> WHAT IS EXPECTED: Retype every entry word for word.

Source records

== Segment start ==

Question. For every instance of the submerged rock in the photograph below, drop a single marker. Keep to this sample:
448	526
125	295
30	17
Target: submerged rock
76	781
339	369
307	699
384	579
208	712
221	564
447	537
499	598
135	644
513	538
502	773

== Segment end ==

> EXPECTED ANSWER:
Question. For every instance of the submerged rock in the photograph below, drop a single marker. Keep to this sample:
448	526
125	295
30	17
Target: submerged rock
76	781
339	369
307	699
384	579
208	712
221	564
447	537
499	598
135	644
513	538
502	773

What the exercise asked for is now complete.